_HOW TO COMPLETE THIS TASK_
Using the listing below, show all lines that hold the word "each".

_SUPPLIED MATERIAL_
+++++

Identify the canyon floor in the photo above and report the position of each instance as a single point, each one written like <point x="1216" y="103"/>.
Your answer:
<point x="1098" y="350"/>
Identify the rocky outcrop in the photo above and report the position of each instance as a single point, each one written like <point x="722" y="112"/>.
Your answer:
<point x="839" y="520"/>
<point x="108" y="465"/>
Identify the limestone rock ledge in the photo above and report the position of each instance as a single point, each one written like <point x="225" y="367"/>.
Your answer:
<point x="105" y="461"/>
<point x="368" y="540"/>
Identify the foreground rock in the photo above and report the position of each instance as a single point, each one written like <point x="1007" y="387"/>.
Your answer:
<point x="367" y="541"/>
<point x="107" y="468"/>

+++++

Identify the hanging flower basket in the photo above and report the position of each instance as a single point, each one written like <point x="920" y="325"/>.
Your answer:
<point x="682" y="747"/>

+++++

_ANSWER SECTION_
Identify the canyon floor in the photo above and report the position of each instance as a single point, each one written like <point x="1216" y="103"/>.
Identify the rocky outcrop in the photo above and report the position of each instance as a single point, each one written like <point x="722" y="112"/>.
Identify the limestone rock ledge in the photo above and report the position of each instance as a single point, each one written like <point x="225" y="367"/>.
Identify the foreground rock in the photo above and report the position of each instance as a single point, each one written like <point x="1007" y="387"/>.
Identify the hanging flower basket in the photo above and report the position of each instance as a single point, each one written like <point x="920" y="325"/>.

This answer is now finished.